◆ **Given instruction**
Output the lines of the listing below as a numbered list, starting at its first line and ending at the line that contains "x=106 y=154". Leave out any blank lines.

═══ Exercise materials ═══

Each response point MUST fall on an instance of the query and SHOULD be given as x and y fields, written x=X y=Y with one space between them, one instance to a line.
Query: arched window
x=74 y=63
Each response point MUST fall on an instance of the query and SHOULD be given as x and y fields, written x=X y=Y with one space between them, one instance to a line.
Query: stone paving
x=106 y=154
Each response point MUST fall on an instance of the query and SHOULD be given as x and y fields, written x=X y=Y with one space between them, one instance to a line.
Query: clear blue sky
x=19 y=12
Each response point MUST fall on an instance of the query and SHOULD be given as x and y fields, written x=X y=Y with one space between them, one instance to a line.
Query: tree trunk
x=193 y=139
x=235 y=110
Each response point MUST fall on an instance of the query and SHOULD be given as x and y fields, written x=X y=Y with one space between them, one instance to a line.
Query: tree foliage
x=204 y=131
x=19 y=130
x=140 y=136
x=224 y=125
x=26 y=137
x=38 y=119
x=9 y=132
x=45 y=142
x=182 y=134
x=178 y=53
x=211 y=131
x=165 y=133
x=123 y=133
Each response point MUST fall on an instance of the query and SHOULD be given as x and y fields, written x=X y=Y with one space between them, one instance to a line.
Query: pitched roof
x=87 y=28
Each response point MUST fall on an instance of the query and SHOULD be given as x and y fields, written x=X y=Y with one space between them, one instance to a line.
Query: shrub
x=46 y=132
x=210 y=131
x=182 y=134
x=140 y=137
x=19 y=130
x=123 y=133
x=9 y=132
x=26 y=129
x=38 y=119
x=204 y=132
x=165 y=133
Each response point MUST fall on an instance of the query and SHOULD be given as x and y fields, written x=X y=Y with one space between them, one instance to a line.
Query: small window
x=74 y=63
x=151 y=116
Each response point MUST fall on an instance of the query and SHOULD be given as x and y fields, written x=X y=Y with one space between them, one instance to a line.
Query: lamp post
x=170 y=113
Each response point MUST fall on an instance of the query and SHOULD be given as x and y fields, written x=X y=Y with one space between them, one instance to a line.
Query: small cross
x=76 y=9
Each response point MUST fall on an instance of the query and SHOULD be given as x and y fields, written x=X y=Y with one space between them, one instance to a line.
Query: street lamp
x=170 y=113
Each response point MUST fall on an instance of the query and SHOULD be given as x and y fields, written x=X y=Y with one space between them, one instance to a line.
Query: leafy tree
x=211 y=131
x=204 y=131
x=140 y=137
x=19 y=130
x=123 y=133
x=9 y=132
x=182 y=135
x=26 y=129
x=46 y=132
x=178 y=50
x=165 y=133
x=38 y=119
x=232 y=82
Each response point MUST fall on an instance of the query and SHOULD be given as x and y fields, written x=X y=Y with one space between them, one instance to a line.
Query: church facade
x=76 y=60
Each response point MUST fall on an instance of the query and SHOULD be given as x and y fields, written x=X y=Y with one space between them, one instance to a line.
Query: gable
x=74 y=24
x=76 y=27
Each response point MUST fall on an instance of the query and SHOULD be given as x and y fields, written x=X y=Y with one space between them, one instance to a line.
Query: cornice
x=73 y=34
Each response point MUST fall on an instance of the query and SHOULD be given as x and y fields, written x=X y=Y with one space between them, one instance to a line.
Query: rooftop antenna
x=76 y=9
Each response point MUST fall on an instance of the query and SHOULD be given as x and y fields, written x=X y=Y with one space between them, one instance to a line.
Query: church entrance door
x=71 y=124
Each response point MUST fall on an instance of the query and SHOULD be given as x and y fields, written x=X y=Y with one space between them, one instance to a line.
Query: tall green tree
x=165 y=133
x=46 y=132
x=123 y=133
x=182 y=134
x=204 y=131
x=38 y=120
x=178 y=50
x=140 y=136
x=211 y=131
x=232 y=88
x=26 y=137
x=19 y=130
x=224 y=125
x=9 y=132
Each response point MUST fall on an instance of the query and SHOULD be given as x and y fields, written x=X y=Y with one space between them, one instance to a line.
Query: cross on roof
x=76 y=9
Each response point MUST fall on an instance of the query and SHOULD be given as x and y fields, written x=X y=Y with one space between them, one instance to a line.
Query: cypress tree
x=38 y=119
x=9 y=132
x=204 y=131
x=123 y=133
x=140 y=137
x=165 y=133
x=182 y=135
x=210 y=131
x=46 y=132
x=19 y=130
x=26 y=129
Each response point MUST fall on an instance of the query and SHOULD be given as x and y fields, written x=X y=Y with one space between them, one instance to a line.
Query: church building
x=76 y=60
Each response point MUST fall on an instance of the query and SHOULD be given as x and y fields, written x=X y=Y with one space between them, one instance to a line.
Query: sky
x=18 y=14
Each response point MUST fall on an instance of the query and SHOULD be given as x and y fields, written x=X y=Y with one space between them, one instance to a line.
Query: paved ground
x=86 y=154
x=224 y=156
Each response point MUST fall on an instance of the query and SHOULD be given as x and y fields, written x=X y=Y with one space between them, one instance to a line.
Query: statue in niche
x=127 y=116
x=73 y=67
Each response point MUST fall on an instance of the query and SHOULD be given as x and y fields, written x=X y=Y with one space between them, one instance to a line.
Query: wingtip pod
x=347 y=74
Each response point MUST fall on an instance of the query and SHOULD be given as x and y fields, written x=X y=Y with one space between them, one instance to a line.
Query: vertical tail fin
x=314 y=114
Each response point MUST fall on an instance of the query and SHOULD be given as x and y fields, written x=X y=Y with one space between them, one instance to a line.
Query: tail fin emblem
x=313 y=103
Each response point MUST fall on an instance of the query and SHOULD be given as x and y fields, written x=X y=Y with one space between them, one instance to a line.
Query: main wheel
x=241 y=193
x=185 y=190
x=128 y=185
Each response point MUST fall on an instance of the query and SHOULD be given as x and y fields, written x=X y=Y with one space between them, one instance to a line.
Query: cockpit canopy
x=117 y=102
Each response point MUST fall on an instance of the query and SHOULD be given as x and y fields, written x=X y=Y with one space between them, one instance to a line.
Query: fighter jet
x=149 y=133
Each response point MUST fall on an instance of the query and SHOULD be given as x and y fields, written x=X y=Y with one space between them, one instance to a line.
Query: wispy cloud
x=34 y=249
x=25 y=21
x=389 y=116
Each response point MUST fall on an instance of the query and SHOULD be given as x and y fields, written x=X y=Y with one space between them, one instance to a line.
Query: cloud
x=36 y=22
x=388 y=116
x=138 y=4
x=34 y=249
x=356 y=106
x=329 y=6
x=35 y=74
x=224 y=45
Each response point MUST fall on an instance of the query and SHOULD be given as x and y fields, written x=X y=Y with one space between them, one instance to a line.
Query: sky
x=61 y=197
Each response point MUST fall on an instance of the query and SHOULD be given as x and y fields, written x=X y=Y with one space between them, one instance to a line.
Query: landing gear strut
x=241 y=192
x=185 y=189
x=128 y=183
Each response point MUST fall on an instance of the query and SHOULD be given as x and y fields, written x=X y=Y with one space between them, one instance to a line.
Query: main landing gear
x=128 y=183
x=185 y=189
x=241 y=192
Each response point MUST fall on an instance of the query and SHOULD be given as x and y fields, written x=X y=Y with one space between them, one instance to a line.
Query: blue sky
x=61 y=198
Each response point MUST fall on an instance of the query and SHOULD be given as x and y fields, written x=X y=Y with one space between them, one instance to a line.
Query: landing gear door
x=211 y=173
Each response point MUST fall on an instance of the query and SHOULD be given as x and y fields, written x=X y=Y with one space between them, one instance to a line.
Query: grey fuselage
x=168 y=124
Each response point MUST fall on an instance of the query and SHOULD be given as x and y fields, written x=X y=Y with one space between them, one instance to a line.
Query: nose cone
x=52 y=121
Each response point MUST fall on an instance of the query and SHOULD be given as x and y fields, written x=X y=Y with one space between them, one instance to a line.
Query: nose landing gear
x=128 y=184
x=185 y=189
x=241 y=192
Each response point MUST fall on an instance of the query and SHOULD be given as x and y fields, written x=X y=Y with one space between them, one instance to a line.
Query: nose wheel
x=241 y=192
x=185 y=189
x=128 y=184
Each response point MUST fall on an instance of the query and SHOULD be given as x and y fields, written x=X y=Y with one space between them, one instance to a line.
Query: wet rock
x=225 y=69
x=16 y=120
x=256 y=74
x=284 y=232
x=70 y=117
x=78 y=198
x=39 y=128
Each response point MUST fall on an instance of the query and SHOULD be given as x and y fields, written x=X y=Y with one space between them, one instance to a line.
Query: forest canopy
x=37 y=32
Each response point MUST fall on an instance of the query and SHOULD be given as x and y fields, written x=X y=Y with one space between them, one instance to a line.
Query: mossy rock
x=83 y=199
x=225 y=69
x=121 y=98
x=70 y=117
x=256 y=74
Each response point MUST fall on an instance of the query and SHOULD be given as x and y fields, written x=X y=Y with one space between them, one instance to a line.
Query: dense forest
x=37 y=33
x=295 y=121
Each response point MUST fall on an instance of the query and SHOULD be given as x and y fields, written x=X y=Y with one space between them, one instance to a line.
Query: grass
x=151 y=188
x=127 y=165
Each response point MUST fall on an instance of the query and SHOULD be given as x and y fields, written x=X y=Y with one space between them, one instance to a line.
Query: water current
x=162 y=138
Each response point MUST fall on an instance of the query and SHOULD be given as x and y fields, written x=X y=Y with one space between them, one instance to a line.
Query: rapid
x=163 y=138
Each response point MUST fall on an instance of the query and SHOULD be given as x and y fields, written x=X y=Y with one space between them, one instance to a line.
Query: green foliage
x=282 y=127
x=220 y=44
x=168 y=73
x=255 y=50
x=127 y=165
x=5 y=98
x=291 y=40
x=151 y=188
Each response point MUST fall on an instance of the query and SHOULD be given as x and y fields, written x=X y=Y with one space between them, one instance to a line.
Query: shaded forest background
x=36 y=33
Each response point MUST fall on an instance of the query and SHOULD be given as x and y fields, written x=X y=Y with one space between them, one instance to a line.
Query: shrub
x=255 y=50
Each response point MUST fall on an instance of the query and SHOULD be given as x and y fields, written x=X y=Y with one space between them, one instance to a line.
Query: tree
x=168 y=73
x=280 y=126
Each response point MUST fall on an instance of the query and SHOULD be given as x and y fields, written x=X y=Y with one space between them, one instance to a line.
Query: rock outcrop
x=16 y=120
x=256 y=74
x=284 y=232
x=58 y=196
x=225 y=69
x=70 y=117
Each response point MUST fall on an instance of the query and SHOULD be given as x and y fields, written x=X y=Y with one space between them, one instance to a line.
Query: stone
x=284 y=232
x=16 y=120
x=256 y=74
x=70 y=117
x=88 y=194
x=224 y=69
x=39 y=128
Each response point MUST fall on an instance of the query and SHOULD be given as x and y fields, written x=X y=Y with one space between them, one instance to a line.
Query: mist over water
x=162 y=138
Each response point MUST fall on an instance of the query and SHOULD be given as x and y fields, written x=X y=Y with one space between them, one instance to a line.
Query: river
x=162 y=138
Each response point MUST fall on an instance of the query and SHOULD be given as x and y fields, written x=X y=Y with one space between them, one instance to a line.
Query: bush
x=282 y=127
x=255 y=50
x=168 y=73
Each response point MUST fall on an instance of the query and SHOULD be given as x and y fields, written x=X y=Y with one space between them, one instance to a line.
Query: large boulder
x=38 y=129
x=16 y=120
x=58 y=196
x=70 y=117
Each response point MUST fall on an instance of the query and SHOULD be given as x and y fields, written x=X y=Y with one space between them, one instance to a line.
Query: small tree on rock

═══

◆ **Written response**
1. Each response point MUST fall on an instance of the query and SHOULD be given as x and y fields, written x=X y=Y with one space between them, one instance to a line.
2. Query: arched window
3. x=74 y=63
4. Each response point MUST fall on an instance of the query and SHOULD be given as x and y fields, written x=X y=Y with one space between them, one instance to a line.
5. Query: stone paving
6. x=106 y=154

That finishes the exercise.